• SET EXERCISE
Each line that follows is to be retyped exactly.

• ENTRIES
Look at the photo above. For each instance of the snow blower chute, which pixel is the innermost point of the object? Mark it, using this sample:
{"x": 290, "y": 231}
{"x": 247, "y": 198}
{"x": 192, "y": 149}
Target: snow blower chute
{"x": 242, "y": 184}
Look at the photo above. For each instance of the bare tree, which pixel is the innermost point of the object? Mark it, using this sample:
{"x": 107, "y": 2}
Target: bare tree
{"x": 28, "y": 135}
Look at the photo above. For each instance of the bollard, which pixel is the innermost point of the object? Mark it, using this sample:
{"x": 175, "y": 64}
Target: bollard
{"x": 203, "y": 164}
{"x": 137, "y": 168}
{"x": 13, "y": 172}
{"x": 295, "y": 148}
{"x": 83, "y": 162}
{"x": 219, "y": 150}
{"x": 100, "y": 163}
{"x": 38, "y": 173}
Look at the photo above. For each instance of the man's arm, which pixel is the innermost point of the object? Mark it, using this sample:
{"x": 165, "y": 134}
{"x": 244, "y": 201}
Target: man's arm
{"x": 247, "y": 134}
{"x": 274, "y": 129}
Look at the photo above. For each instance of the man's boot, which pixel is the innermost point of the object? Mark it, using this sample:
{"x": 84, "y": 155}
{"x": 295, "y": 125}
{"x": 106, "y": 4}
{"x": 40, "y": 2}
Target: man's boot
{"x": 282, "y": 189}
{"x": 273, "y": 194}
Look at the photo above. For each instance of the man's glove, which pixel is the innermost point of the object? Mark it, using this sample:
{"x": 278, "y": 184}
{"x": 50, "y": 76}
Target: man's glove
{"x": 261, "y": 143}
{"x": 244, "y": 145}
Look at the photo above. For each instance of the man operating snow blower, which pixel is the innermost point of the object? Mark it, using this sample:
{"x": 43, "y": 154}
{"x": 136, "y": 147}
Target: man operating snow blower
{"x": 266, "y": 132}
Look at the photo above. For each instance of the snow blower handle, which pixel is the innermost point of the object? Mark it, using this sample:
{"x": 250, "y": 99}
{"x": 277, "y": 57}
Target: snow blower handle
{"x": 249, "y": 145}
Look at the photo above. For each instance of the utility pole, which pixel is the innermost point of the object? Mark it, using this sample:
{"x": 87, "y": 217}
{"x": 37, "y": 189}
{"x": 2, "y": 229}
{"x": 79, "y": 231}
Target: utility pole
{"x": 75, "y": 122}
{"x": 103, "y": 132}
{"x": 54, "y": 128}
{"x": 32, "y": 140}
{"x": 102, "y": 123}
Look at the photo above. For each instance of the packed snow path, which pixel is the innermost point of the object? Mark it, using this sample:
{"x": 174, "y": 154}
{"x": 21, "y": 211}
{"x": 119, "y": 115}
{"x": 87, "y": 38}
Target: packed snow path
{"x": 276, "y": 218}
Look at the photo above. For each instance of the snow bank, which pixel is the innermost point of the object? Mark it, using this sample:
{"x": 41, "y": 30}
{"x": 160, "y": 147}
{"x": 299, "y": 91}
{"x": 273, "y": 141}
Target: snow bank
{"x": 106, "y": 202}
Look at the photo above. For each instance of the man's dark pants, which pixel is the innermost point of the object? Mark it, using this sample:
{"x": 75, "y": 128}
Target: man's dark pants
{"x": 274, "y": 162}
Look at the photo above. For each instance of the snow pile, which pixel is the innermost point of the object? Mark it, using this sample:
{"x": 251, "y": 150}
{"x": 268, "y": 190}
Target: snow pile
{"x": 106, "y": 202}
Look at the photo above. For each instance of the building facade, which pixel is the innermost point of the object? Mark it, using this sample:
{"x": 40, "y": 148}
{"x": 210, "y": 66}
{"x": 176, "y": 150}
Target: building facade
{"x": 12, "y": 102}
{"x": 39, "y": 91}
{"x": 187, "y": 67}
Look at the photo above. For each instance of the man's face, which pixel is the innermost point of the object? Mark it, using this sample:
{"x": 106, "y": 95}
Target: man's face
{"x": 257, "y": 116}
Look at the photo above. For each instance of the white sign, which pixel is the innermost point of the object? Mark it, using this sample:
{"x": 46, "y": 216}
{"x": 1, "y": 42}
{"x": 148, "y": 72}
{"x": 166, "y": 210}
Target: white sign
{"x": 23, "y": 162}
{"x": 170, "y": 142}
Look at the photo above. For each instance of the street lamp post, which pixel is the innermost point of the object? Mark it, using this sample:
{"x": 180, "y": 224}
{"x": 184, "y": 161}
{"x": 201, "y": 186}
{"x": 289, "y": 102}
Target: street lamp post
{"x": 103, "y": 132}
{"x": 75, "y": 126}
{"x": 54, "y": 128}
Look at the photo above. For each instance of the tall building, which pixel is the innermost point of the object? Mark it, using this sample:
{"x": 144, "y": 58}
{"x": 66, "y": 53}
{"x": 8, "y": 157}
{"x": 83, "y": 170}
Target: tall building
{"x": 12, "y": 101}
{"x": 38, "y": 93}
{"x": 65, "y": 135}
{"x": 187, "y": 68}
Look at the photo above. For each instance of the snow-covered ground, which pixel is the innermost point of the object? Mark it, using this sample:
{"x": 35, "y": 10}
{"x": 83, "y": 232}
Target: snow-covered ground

• TASK SOLUTION
Look at the photo above. For each instance of the snow blower chute, which pixel is the innermost point of the object? Mark it, using this sample:
{"x": 290, "y": 231}
{"x": 247, "y": 198}
{"x": 192, "y": 149}
Target: snow blower chute
{"x": 242, "y": 184}
Look at the photo above. For each instance of the bare tree, which pixel is the innermost point of the object? Mark it, using this sample:
{"x": 107, "y": 2}
Target: bare tree
{"x": 28, "y": 135}
Look at the photo above. For each instance of the bollard, which pixel is the innermost point of the object? Mark it, using this sample:
{"x": 175, "y": 64}
Target: bollard
{"x": 203, "y": 164}
{"x": 137, "y": 168}
{"x": 13, "y": 172}
{"x": 295, "y": 148}
{"x": 83, "y": 162}
{"x": 219, "y": 150}
{"x": 100, "y": 163}
{"x": 38, "y": 173}
Look at the photo above. For each instance of the man's arm, which pixel is the innermost point of the object? Mark it, using this sample:
{"x": 165, "y": 134}
{"x": 244, "y": 201}
Target: man's arm
{"x": 247, "y": 134}
{"x": 274, "y": 129}
Look at the photo above. For each instance of the man's boot, which pixel is the innermost point of the object? Mark it, using this sample:
{"x": 84, "y": 155}
{"x": 295, "y": 125}
{"x": 106, "y": 4}
{"x": 40, "y": 2}
Target: man's boot
{"x": 282, "y": 189}
{"x": 273, "y": 194}
Look at the photo above. For each instance of the man's glove, which pixel is the innermost point of the object? Mark it, using this sample:
{"x": 278, "y": 184}
{"x": 50, "y": 76}
Target: man's glove
{"x": 261, "y": 143}
{"x": 244, "y": 145}
Look at the photo above. For each instance of the man operating snow blower, which pixel is the innermost point of the object? Mark it, using this sample:
{"x": 43, "y": 154}
{"x": 136, "y": 147}
Target: man operating snow blower
{"x": 266, "y": 132}
Look at the photo above. For each instance of the snow blower handle, which pixel is the innermost point of the object? Mark it, using this sample:
{"x": 250, "y": 99}
{"x": 277, "y": 57}
Target: snow blower handle
{"x": 249, "y": 145}
Look at the photo above. For each instance of the utility pole, which pixel is the innermost point of the object? Mark it, using this sample:
{"x": 87, "y": 217}
{"x": 37, "y": 189}
{"x": 2, "y": 229}
{"x": 79, "y": 231}
Target: utility pole
{"x": 75, "y": 122}
{"x": 103, "y": 132}
{"x": 54, "y": 128}
{"x": 32, "y": 140}
{"x": 102, "y": 123}
Look at the photo above. For each instance of the packed snow path, which pixel is the innermost point of the object? Mark it, using this sample:
{"x": 174, "y": 154}
{"x": 21, "y": 211}
{"x": 119, "y": 115}
{"x": 87, "y": 38}
Target: packed snow path
{"x": 276, "y": 218}
Look at the photo above. For each instance of the snow bank, which pixel is the innermost point of the object? Mark it, using this sample:
{"x": 41, "y": 30}
{"x": 160, "y": 147}
{"x": 299, "y": 91}
{"x": 273, "y": 141}
Target: snow bank
{"x": 106, "y": 202}
Look at the photo above. For each instance of the man's dark pants, which pixel is the innermost point of the object? Mark it, using this sample:
{"x": 75, "y": 128}
Target: man's dark pants
{"x": 274, "y": 162}
Look at the photo above. For each instance of the snow pile, which pixel is the innermost point of the object? Mark it, using this sample:
{"x": 251, "y": 150}
{"x": 268, "y": 190}
Target: snow pile
{"x": 106, "y": 202}
Look at the photo above. For each instance of the building facade, which pixel is the innermost point of the object? Mark it, using this sample:
{"x": 40, "y": 148}
{"x": 210, "y": 66}
{"x": 176, "y": 150}
Target: building facade
{"x": 12, "y": 102}
{"x": 39, "y": 91}
{"x": 187, "y": 67}
Look at the photo above. For each instance of the man's face, which pixel is the innermost point of the object? Mark it, using this sample:
{"x": 106, "y": 95}
Target: man's face
{"x": 257, "y": 116}
Look at the photo above. For each instance of the white sign, which pixel is the innermost point of the object? Mark it, using this sample:
{"x": 46, "y": 216}
{"x": 1, "y": 42}
{"x": 148, "y": 72}
{"x": 166, "y": 210}
Target: white sign
{"x": 23, "y": 162}
{"x": 170, "y": 142}
Look at the photo above. For each instance of the street lamp post, which pixel is the innermost point of the object? Mark it, using this sample:
{"x": 180, "y": 224}
{"x": 184, "y": 161}
{"x": 201, "y": 186}
{"x": 289, "y": 102}
Target: street lamp post
{"x": 103, "y": 132}
{"x": 75, "y": 126}
{"x": 54, "y": 128}
Look at the photo above. For each instance of the tall building, which pixel is the innermost point of the object? Mark it, using this sample:
{"x": 144, "y": 58}
{"x": 66, "y": 53}
{"x": 8, "y": 157}
{"x": 83, "y": 170}
Target: tall building
{"x": 12, "y": 101}
{"x": 38, "y": 93}
{"x": 65, "y": 135}
{"x": 187, "y": 68}
Look at the photo above. For each instance of the snow-covered ground, which pixel is the innermost point of the object? Mark it, using this sample:
{"x": 35, "y": 10}
{"x": 83, "y": 232}
Target: snow-covered ground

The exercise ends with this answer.